#### TEXTO:
§ §

Carlos Rocha - Ciberdúvidas da Língua Portuguesa
Carlos Rocha
Carlos Rocha
1M

Licenciado em Estudos Portugueses pela Faculdade de Ciências Sociais e Humanas da Universidade Nova de Lisboa, mestre em Linguística pela mesma faculdade e doutor em Linguística, na especialidade de Linguística Histórica, pela Faculdade de Letras da Universidade de Lisboa. Professor do ensino secundário, coordenador executivo do Ciberdúvidas da Língua Portuguesa, destacado para o efeito pelo Ministério da Educação português.

 
Textos publicados pelo autor

Pergunta:

No lista oficial de nomes do Estado Português, o nome Isis aparece sem acento. No entanto, já encontrei, em diversos dicionários e enciclopédias, este nome escrito com acento no primeiro i: Ísis. Qual das duas formas está correcta?

Resposta:

Recomendo a forma Ísis, de modo a marcar a sílaba tónica, que é "Í-". Apesar de se tratar de palavra grave, o acento gráfico é necessário, tal como em oásis, porque quer este quer aquele vocábulos apresentam um i na última sílaba. Se não houvesse acento em Ísis e oásis, a leitura induzida pelas palavras corresponderia às formas agudas não aceitáveis "isís" e "oasís" (a rimarem com anis).

O nome Ísis aparece assim acentuado no Vocabulário da Língua Portuguesa, de Rebelo Gonçalves (1966). No Dicionário Houaiss, no verbete de isíaco, ocorre a forma Ísis, também com acento agudo na penúltima sílaba.

No entanto, é verdade que não há acento no nome constante da lista de Vocábulos Admitidos e não Admitidos como Nomes Próprios do sítio do Instituto de Registos e Notariado do Ministério da Justiça de Portugal. Esta forma parece encontrar apoio no Dicionário Onomástico Etimológico da Língua Portuguesa, de José Pedro Machado, que acolhe Isis sem acento; no entanto, tendo em conta Ítalo, palavra esdrúxula, observa-se que a forma "Italo" também aí se revela inacentuada, o que faz suspeitar de uma gralha, que abrangeu todos os "I" maiúsculos nessa obra. Assinalo ainda a ocorrência da forma sem acento no Vocabulário Ortográfico da Língua Portuguesa, da Porto Editora. Considero tratar-se de um erro, a corrigir numa nova edição.

§ §

#### DADOS APRESENTADOS:
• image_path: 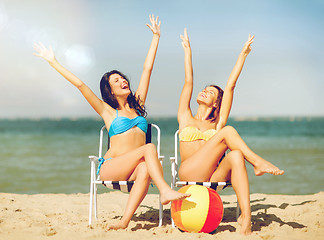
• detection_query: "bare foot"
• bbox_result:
[160,189,191,205]
[106,221,128,231]
[254,160,285,176]
[237,215,252,235]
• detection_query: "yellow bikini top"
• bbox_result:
[179,127,217,142]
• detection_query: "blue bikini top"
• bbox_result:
[108,109,147,137]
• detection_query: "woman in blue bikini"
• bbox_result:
[34,15,189,230]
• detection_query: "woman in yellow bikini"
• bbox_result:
[178,29,284,235]
[34,15,189,230]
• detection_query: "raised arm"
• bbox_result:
[34,43,109,116]
[178,28,193,122]
[135,14,161,105]
[216,34,254,130]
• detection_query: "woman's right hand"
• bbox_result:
[33,42,56,63]
[180,28,190,49]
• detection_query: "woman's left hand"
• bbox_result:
[146,14,161,37]
[242,34,254,54]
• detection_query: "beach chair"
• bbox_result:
[89,123,164,227]
[170,130,240,227]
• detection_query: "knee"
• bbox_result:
[145,143,156,153]
[222,126,237,133]
[227,150,245,166]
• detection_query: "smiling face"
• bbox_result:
[197,86,218,107]
[108,73,131,96]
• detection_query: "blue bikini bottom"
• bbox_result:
[97,157,112,175]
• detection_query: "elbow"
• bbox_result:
[143,64,153,73]
[75,82,85,91]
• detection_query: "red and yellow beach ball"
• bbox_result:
[171,185,224,233]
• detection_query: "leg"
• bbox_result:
[210,150,251,235]
[100,143,190,204]
[210,126,284,176]
[107,162,151,230]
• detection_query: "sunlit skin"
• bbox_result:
[34,15,190,230]
[178,29,284,235]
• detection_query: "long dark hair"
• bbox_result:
[100,70,147,117]
[207,85,224,122]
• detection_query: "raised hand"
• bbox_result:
[242,34,254,54]
[146,14,161,36]
[33,42,55,63]
[180,28,190,49]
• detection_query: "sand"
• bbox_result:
[0,191,324,240]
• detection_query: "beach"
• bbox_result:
[0,191,324,240]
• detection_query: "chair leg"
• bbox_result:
[93,183,98,220]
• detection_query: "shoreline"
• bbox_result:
[0,191,324,240]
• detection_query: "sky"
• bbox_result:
[0,0,324,118]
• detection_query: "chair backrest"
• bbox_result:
[98,123,160,158]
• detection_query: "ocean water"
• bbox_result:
[0,117,324,195]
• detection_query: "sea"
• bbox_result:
[0,117,324,195]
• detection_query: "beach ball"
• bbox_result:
[171,185,224,233]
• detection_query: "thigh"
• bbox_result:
[100,145,154,181]
[179,140,227,181]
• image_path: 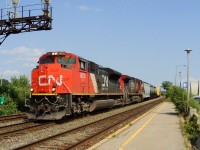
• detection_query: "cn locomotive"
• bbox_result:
[25,52,158,120]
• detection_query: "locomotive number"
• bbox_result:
[39,75,62,86]
[102,75,108,90]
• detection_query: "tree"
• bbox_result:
[162,81,173,91]
[0,79,10,95]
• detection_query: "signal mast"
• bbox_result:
[0,0,53,45]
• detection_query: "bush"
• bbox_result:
[0,96,17,116]
[184,115,200,144]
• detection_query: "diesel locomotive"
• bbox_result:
[25,52,159,120]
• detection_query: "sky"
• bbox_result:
[0,0,200,86]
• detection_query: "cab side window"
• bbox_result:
[79,60,87,70]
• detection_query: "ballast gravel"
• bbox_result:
[0,100,159,150]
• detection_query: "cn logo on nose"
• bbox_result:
[39,75,62,86]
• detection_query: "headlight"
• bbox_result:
[52,87,56,92]
[30,88,34,92]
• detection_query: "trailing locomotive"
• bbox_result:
[26,52,157,120]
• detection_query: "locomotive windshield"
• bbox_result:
[40,58,54,64]
[57,57,76,65]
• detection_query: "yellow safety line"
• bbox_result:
[89,103,162,150]
[119,105,165,150]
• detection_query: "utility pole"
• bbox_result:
[185,48,192,102]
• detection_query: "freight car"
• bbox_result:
[25,52,159,120]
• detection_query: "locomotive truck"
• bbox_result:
[25,52,157,120]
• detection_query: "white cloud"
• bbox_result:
[0,46,45,80]
[2,70,20,76]
[79,5,101,11]
[79,5,91,11]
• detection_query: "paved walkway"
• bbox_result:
[89,102,186,150]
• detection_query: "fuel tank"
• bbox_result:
[89,99,115,112]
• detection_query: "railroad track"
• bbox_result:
[0,122,57,140]
[16,99,162,150]
[0,114,27,123]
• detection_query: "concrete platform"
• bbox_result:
[89,102,186,150]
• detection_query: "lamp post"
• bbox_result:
[174,65,186,86]
[185,48,192,102]
[179,71,181,88]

§ §

#### EXERCÍCIOS E TAREFAS:
1. No texto sobre a acentuação do nome Ísis, passe para inglês esta frase: "Considero tratar-se de um erro, a corrigir numa nova edição."
2. Continue o texto sobre a acentuação do nome Ísis a partir da sua última frase.

#### RESOLUÇÃO DAS TAREFAS:
1. I consider it to be an error, to be corrected in a new edition.

2.
Pergunta:

Gostaria de saber a pronúncia correcta da palavra laxante. Diz-se "lacsante", ou "lachante"? Tal como na palavra intoxicação, deve dizer-se "intocsicação", e não "intochicação", com "chi", ou estarei errado?

Muito obrigado.

Resposta:

No português europeu, pronuncia-se laxante, com x pronunciado como em baixo (símbolo fonético [ʃ]; dicionário da Academia das Ciências de Lisboa e Grande Dicionário da Língua Portuguesa, da Porto Editora).1 Quanto a intoxicação, o x tem o valor de [ks] (ver dicionário da Academia das Ciências de Lisboa), muito embora em estudos descritivos mais recentes se assinale e até se favoreça a pronúncia com o x de laxante (ver António Emiliano, Fonética do Português Europeu: Descrição e Transcrição, Lisboa, Guimarães Editores, 2009, pág. 109).

1 Laxante também se pronuncia com o mesmo "x", segundo comunicação do consulente Luciano Eduardo de Oliveira: «Não só em Portugal, mas também no Brasil se diz laxantecom x = ch, [segundo o Dicionário Aulete Digital] (este dicionário só indica a pronúncia do x quando é pronunciado "s", "z" ou "ks", no caso de "x" não há indicação nenhuma).»

Pergunta:

Pergunto a mim próprio se serão capazes de me responder a uma curiosidade que me assaltou há dias: qual a origem da expressão idiomática «meter a viola no saco»? E, já agora, se conhecem alguma fonte boa e razoavelmente acessível para este tipo de questão.

Resposta:

Sem encontrar fontes que expliquem a origem desta expressão, resta-me registar o significado que lhe atribui Orlando Neves, no Dicionário de Expressões Correntes (Lisboa, Editorial Notícias, 2000): «calar-se; recuar».

Pergunta:

Vi o termo sortal em inglês, referindo-se a um conceito de John Locke. Existe algo semelhante em português?

Resposta:

O termo filosófico inglês sortal, usado pelo filósofo inglês John Locke (1632-1704), é traduzido de muitas maneiras em português. Por exemplo, como categorial em Fernando Martinho, Sintaxe e Semântica dos Adjectivos Graduáveis em Português (Universidade de Aveiro, 2007, pág. 33):

«Lynne Tirrell (1991: 346-347), por sua vez, apresenta seis categorias em que os dois termos da metáfora, A e B, podem ou não estar presentes: [...] 3) predicações categoriais ("sortal predications") do tipo "A é um K", que parecem combinar as duas primeiras categorias [...].»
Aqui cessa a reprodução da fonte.